Exercise brief: Transcribe the lines of the records starting with the one that has "Give x and y for each instance of the crocus" in it and ending with the last, and transcribe nothing else.

Exercise input:
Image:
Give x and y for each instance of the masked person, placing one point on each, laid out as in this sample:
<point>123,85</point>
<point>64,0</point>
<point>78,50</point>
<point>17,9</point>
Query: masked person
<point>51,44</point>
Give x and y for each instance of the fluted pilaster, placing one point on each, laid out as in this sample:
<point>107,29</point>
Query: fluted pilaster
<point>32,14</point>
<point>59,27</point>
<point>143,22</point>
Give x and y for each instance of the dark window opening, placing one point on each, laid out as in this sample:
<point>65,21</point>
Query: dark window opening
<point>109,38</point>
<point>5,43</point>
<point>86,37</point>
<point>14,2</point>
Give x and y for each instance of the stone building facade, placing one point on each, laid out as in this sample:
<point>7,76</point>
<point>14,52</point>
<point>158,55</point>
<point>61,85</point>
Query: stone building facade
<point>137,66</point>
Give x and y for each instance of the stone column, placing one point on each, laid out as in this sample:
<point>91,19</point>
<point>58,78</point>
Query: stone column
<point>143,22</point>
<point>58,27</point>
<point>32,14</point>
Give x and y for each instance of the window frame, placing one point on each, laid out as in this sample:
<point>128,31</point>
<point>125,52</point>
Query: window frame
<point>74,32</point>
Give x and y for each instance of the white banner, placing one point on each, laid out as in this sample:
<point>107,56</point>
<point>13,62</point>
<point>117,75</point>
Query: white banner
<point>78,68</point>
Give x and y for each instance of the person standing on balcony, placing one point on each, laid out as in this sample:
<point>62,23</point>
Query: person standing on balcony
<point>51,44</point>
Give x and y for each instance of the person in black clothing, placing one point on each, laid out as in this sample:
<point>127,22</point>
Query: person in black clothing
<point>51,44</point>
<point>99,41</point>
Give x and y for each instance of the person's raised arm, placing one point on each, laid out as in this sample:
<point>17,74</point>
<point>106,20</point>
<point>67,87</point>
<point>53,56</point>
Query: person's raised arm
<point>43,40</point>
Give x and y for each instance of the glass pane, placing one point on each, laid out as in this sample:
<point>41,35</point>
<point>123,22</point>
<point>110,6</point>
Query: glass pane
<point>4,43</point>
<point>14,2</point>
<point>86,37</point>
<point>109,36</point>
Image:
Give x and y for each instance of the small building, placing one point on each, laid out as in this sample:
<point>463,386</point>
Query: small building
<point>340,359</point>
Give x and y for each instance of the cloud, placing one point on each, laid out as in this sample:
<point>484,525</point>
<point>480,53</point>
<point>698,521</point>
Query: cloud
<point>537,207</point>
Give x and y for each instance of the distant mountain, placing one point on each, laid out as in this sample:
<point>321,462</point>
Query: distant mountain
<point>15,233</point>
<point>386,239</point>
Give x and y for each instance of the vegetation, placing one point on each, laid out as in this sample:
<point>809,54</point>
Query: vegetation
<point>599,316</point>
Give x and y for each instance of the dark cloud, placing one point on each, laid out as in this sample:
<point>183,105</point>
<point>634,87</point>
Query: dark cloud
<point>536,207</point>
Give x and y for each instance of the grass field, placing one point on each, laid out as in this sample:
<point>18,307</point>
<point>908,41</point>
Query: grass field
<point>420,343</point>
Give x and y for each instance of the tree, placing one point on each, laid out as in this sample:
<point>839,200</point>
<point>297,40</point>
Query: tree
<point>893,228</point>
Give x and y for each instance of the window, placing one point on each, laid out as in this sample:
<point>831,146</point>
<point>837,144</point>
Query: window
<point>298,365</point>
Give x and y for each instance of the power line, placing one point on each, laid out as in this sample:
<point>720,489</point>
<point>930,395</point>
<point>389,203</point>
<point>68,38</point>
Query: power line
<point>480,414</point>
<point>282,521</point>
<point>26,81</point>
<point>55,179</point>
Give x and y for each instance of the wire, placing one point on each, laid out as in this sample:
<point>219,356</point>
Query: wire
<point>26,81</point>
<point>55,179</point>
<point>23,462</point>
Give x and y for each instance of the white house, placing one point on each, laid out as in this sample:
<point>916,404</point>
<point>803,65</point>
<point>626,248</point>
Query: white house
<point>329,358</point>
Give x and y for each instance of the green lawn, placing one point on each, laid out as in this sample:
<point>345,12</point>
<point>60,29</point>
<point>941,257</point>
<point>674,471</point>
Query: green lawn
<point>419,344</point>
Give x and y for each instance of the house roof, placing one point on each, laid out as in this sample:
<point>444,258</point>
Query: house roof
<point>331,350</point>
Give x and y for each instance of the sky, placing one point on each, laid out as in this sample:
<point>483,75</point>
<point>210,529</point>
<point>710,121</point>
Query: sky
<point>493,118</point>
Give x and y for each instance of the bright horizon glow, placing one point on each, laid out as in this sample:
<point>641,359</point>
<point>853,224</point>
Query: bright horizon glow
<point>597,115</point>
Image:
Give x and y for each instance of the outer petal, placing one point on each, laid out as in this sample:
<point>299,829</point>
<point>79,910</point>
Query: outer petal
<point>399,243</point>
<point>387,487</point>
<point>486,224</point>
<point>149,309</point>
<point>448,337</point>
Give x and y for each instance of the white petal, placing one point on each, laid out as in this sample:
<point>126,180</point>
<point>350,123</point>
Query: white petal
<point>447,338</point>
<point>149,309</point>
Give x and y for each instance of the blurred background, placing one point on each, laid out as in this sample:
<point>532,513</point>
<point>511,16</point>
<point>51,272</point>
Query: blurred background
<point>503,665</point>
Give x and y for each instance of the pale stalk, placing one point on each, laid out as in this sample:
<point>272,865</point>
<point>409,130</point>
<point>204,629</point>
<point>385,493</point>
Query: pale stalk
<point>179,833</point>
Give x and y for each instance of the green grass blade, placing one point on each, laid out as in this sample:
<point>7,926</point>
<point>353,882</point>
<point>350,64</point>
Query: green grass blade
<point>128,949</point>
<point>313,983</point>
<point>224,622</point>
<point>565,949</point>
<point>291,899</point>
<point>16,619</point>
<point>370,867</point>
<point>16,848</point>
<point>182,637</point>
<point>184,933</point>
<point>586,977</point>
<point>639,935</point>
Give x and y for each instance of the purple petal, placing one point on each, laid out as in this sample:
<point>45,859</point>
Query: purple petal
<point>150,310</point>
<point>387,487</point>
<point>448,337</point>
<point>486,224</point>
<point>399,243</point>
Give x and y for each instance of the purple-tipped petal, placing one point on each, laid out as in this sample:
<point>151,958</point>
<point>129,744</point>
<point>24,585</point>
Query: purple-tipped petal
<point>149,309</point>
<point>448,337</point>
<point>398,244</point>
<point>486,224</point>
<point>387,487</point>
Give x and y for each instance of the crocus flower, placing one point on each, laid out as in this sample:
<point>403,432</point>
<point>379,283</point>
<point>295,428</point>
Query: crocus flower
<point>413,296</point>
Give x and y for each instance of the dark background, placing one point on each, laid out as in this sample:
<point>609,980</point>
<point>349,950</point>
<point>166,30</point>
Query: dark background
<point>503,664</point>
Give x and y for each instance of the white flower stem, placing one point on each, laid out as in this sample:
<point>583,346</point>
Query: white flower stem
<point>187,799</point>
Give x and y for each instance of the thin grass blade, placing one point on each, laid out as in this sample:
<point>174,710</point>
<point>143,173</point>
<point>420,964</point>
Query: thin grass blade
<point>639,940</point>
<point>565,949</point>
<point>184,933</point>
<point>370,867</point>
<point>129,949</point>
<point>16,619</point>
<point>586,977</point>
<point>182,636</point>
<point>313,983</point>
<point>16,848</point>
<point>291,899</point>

Worked solution:
Give x and y for each instance of the crocus flower, placing one point on each, laid out as in this sample:
<point>403,432</point>
<point>379,283</point>
<point>295,428</point>
Query: crocus flower
<point>413,296</point>
Give x and y for each instance of the dark background, placing one point on each, laid out as in this sample:
<point>609,980</point>
<point>349,950</point>
<point>166,30</point>
Query: dark background
<point>503,664</point>
Give x and y for each instance of the white flower stem, placing one point on each, laid out as in this sample:
<point>583,346</point>
Query: white flower stem
<point>187,799</point>
Give x and y for each instance of the thin grass blade, placing one point on each, laid out as in this sample:
<point>174,710</point>
<point>143,173</point>
<point>420,964</point>
Query: thin grass blade
<point>639,940</point>
<point>565,949</point>
<point>184,933</point>
<point>370,867</point>
<point>129,949</point>
<point>16,619</point>
<point>586,977</point>
<point>182,636</point>
<point>313,983</point>
<point>16,848</point>
<point>291,899</point>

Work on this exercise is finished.